**Given instruction:** Could you turn each line of the material below into a string in a JSON list, one string per line and no blank lines?

============================================================

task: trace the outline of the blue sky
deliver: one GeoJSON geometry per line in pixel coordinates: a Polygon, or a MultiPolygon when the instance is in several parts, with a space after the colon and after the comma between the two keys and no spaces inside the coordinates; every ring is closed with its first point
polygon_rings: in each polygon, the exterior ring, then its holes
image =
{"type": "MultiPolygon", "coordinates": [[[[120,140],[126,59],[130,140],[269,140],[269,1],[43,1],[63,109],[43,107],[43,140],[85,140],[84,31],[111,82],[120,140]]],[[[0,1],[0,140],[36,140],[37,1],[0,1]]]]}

============================================================

**Written solution:**
[
  "task: trace the outline of the blue sky",
  "deliver: one GeoJSON geometry per line in pixel coordinates: a Polygon, or a MultiPolygon when the instance is in several parts, with a space after the colon and after the comma between the two keys and no spaces inside the coordinates; every ring is closed with its first point",
  "polygon_rings: in each polygon, the exterior ring, then its holes",
  "image =",
  "{\"type\": \"MultiPolygon\", \"coordinates\": [[[[120,140],[126,59],[130,140],[269,140],[269,1],[43,1],[63,109],[43,107],[43,140],[85,140],[84,31],[111,82],[120,140]]],[[[0,1],[0,140],[36,140],[37,1],[0,1]]]]}"
]